→ GIVEN DATA
start

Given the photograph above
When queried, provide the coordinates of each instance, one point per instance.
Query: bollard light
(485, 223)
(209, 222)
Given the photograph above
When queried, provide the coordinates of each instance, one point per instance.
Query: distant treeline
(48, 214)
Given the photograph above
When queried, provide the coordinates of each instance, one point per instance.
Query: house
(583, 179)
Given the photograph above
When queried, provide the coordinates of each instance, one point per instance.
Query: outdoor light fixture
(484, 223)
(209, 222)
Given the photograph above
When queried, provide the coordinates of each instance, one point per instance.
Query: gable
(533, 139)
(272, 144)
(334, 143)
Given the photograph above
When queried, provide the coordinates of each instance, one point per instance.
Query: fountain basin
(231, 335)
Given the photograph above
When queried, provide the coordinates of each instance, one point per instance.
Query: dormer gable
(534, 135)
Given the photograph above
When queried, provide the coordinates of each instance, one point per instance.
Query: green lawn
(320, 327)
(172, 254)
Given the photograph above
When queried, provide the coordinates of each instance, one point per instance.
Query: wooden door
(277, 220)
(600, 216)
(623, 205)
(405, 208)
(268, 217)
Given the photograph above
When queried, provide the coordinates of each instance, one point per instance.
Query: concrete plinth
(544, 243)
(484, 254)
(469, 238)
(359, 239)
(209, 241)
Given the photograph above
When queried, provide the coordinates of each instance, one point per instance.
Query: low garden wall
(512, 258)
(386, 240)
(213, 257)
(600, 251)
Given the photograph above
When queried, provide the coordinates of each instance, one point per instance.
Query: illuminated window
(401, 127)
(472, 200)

end

→ STATED TASK
Could you reproduce every item above word for word, keeping each line as it stands?

→ EXERCISE RESULT
Given the photograph above
When queried, provide the coordinates of each instance, one point per instance.
Query: bollard light
(485, 223)
(209, 222)
Given the photograph above
When queried, provide the coordinates of each instance, one point per instance.
Query: distant treeline
(48, 214)
Given the photograph above
When queried, provide the coordinates of each instance, one point per instance.
Query: house
(583, 179)
Given the photograph above
When queried, provide the coordinates of each instance, one point per instance.
Query: outdoor light fixture
(484, 223)
(209, 222)
Given the photograph above
When queried, provide the coordinates of each instance, one point per instance.
Query: gable
(533, 139)
(272, 144)
(334, 143)
Given the photograph above
When queried, provide the coordinates of each instance, one point per instance.
Query: fountain basin
(231, 335)
Given the photograph above
When queried, provide the coordinates of each instance, one point per instance.
Query: dormer gable
(534, 135)
Given the photograph above
When queried, provide the coordinates of each instance, one point per instance.
Query: green lawn
(320, 327)
(172, 254)
Given the photograph above
When queried, provide the coordinates of each instance, one point per instance.
Query: wooden door
(277, 220)
(600, 216)
(623, 205)
(405, 208)
(268, 217)
Given the photograph above
When queried, provide the coordinates of each instance, one point per instance.
Query: concrete plinth
(544, 243)
(484, 254)
(469, 238)
(359, 239)
(209, 241)
Given the photograph above
When queried, provide the coordinates of each instance, one point per instance.
Query: low garden wall
(512, 258)
(386, 240)
(213, 257)
(600, 251)
Given the photograph above
When queried, provide the coordinates of each instance, one point per instance.
Query: illuminated window
(401, 127)
(472, 200)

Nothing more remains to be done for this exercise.